Your goal: Transcribe the data verbatim and drop its images.

Provided entries:
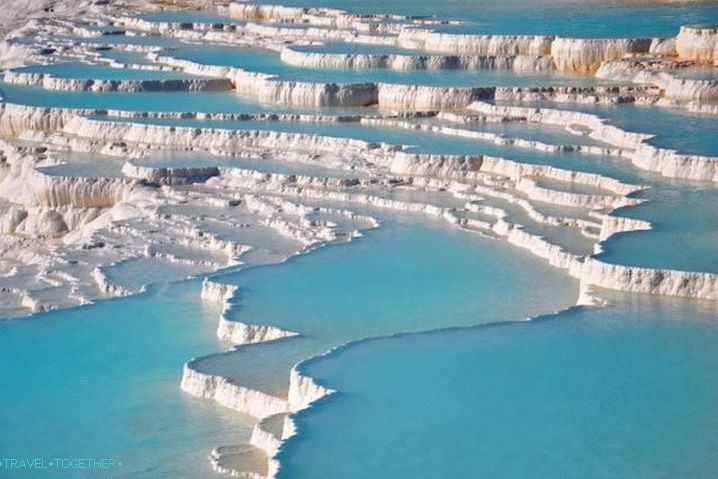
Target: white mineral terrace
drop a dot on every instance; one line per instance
(66, 238)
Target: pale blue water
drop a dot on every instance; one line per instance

The completed task:
Target: white mineral terrace
drop a dot on every instance; one line per instance
(66, 238)
Target: pale blue water
drop a dot on every instance; one line per instance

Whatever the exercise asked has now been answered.